*ACTIVITY*. Retype the whole text about the Japanese fish rock band and declining fish consumption word for word.

(Beginning of EXTRACTED TEXT)

Mr Morita is part of a rock band called Gyoko (meaning fishing port), which has been engaged by a fishing trade group to help raise fish sales and nutritional awareness. During concerts, Mr Morita walks on to the stage wearing a costume with a real tuna head which he then slices up into edible pieces with a fisherman's knife.

While the Japanese have earned a global reputation in the past for being a fish eating nation, per capita fish consumption has actually been in decline, even falling below per capita consumption of meat for the first time in 2006, according to the Wall Street Journal. The average monthly expenditure on seafood fell 23 percent to US$74 in 2009.

The Japanese Government has now resorted to novel methods such as employing Mr Morita's fish rock band to encourage younger generations of Japanese people to eat fish.

Elsewhere, schools have undertaken a fish-related curriculum under the guise of teaching chopstick dexterity and fish anatomy to children.

Besides children, the elderly are finding it hard to eat fish due to the delicate but sharp bones. Retailers are now selling filleted fish to schools and hospitals as well as gourmet quality versions in supermarket.

(End of EXTRACTED TEXT)
(Beginning of SUPPLIED INFORMATION)

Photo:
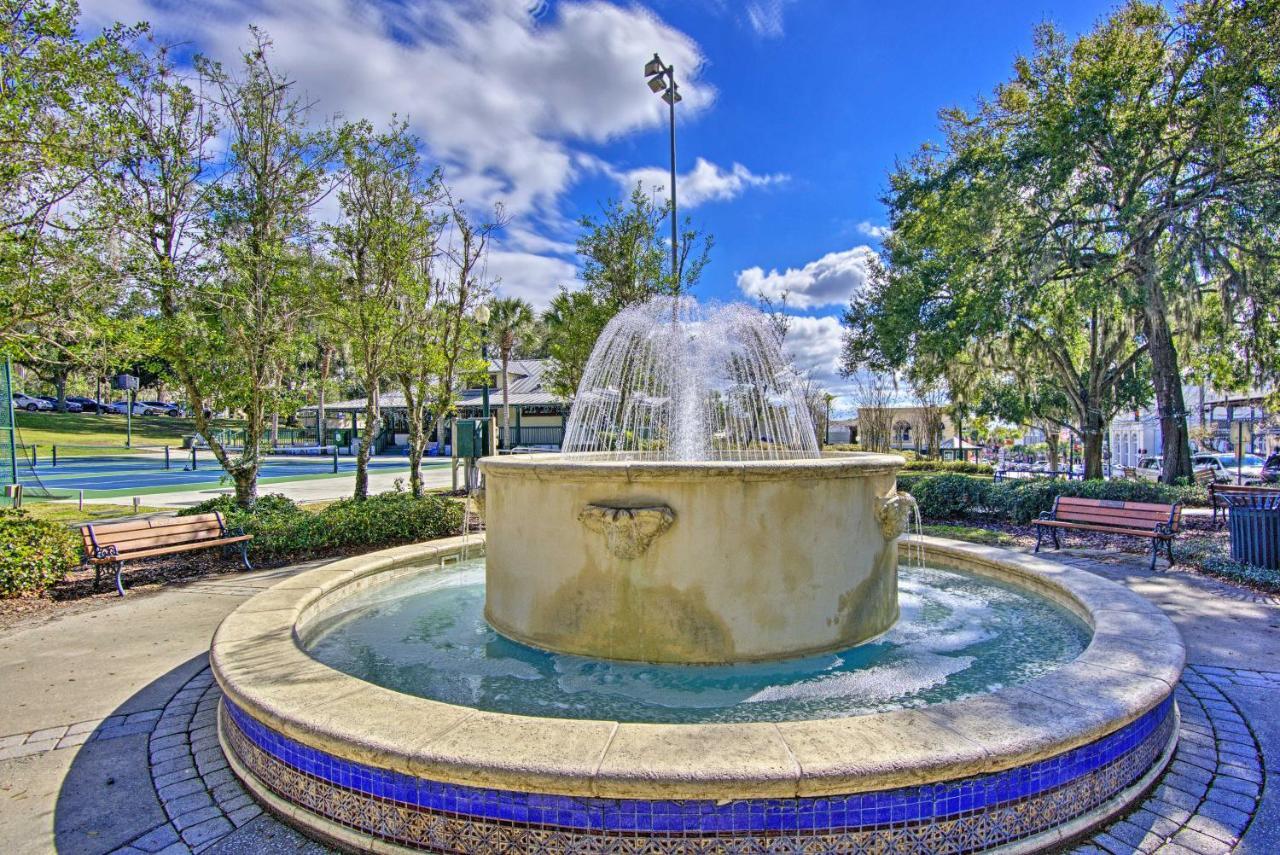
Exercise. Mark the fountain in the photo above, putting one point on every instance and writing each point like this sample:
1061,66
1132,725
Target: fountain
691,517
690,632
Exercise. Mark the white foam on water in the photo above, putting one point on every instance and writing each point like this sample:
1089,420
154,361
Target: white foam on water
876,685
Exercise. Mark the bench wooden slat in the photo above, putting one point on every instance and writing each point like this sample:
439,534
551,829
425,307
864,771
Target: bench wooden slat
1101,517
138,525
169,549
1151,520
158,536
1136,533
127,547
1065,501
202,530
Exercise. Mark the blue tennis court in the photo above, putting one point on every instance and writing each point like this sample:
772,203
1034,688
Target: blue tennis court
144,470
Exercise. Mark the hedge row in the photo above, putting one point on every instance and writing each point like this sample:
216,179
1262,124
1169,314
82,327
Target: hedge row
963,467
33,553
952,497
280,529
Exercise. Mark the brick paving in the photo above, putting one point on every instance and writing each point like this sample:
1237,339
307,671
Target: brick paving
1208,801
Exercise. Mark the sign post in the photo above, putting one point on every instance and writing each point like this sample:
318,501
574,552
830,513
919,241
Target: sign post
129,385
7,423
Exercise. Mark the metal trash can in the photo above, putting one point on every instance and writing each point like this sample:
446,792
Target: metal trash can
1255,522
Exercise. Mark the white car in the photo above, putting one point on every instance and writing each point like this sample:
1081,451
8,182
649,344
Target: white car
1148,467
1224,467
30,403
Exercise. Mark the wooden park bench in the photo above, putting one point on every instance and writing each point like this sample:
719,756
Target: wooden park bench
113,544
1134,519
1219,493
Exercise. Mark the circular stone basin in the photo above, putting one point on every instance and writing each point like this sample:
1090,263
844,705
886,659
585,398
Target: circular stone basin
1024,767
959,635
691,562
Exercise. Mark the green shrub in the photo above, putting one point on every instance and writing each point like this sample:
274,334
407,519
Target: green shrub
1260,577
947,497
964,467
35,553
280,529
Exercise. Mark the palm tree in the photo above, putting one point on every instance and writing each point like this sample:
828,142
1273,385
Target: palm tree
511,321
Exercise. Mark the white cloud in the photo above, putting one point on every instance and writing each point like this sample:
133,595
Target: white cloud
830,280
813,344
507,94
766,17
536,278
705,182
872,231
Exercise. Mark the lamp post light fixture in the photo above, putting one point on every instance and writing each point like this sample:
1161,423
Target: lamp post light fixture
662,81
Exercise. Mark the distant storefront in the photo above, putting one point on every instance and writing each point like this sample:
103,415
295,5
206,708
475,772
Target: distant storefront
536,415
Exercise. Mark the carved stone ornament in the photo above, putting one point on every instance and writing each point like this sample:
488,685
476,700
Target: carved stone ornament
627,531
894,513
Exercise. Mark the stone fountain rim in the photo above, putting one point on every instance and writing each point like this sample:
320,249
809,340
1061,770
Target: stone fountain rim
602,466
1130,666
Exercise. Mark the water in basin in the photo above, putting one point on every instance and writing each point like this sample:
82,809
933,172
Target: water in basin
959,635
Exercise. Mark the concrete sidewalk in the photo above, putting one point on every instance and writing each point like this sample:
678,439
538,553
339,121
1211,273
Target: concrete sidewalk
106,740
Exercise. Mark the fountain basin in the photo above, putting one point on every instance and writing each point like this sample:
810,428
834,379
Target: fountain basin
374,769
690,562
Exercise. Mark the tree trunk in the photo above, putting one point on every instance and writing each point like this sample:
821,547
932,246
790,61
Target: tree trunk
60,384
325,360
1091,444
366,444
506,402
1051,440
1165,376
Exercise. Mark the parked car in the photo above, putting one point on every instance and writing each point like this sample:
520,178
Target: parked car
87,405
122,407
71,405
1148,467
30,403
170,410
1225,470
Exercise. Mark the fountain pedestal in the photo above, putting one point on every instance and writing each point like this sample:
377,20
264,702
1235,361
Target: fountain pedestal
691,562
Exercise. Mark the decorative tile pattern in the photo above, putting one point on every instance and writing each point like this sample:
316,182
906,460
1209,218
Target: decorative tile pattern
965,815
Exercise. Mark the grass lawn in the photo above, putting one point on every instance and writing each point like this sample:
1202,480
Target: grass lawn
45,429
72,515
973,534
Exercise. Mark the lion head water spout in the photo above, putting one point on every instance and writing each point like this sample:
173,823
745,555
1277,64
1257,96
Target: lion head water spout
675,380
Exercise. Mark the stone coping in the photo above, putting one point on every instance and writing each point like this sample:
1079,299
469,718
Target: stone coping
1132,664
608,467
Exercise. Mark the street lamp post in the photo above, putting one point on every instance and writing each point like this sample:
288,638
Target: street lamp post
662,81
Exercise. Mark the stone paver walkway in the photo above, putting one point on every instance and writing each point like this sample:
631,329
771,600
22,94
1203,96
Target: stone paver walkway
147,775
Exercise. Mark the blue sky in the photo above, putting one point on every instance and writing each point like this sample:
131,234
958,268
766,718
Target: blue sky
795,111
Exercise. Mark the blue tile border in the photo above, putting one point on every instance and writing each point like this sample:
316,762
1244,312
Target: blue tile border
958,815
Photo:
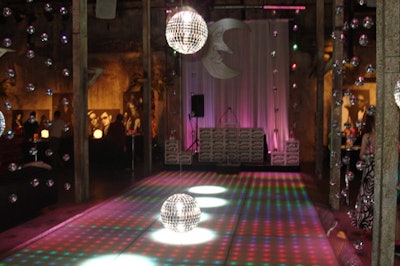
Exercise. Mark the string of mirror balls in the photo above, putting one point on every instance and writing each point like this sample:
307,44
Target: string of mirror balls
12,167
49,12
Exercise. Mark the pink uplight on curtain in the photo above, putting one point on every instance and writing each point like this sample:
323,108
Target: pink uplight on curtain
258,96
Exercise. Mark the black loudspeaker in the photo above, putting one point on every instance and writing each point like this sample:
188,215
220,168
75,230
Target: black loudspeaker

(End of SUPPLIED INFORMATION)
(Beginning of SUPPLIED INFORMATION)

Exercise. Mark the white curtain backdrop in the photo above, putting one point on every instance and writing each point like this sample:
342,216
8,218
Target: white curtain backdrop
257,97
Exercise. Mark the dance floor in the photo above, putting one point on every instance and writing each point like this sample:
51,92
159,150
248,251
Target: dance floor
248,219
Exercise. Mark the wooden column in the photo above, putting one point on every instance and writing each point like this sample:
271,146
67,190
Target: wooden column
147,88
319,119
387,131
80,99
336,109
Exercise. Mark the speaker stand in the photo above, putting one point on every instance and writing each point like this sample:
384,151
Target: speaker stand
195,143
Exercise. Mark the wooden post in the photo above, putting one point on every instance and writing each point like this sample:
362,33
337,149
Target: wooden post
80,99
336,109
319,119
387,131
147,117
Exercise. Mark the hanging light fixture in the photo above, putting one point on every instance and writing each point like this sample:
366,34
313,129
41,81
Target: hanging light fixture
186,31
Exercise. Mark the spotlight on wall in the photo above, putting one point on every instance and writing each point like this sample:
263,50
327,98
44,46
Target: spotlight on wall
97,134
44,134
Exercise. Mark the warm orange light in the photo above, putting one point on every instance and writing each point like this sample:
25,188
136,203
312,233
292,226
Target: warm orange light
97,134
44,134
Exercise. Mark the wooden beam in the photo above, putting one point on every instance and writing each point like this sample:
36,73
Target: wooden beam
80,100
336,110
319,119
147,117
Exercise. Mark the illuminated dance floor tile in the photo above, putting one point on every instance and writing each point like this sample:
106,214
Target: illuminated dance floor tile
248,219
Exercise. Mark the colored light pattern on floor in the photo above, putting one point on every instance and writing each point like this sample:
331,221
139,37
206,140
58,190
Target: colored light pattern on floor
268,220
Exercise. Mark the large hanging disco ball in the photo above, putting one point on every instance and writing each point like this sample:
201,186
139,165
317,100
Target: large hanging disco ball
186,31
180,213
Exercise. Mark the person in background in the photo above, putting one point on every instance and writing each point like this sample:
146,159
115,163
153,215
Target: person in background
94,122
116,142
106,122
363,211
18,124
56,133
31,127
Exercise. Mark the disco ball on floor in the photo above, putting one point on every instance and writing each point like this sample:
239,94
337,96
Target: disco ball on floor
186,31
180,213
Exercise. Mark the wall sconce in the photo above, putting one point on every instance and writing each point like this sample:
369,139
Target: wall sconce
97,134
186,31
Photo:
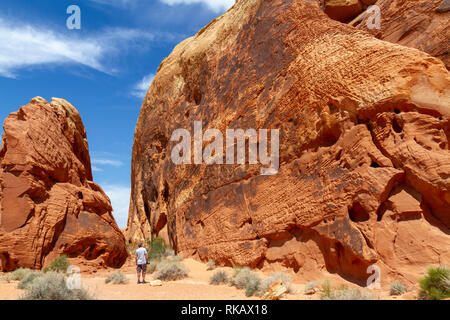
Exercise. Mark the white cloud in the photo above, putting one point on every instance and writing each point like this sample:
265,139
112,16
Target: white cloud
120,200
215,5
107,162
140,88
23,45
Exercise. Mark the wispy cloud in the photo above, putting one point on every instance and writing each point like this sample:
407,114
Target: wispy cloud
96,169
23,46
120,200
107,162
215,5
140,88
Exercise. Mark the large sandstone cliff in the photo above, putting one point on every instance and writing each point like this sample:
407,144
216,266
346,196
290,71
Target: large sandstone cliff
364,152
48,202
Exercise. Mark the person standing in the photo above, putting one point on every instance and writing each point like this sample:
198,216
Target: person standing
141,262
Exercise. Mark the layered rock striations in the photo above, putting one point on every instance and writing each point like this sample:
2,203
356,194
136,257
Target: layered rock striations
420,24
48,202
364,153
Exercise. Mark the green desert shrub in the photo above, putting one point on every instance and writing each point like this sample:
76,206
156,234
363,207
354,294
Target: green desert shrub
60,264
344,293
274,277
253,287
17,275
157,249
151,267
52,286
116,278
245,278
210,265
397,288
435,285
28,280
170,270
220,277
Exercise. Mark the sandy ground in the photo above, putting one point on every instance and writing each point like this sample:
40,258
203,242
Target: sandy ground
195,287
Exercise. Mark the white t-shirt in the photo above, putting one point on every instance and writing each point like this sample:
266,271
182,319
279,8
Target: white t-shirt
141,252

(End of SUPPLIED INFORMATION)

*REPLY TO THE TASK*.
Mr Morita is part of a rock band called Gyoko (meaning fishing port), which has been engaged by a fishing trade group to help raise fish sales and nutritional awareness. During concerts, Mr Morita walks on to the stage wearing a costume with a real tuna head which he then slices up into edible pieces with a fisherman's knife.

While the Japanese have earned a global reputation in the past for being a fish eating nation, per capita fish consumption has actually been in decline, even falling below per capita consumption of meat for the first time in 2006, according to the Wall Street Journal. The average monthly expenditure on seafood fell 23 percent to US$74 in 2009.

The Japanese Government has now resorted to novel methods such as employing Mr Morita's fish rock band to encourage younger generations of Japanese people to eat fish.

Elsewhere, schools have undertaken a fish-related curriculum under the guise of teaching chopstick dexterity and fish anatomy to children.

Besides children, the elderly are finding it hard to eat fish due to the delicate but sharp bones. Retailers are now selling filleted fish to schools and hospitals as well as gourmet quality versions in supermarket.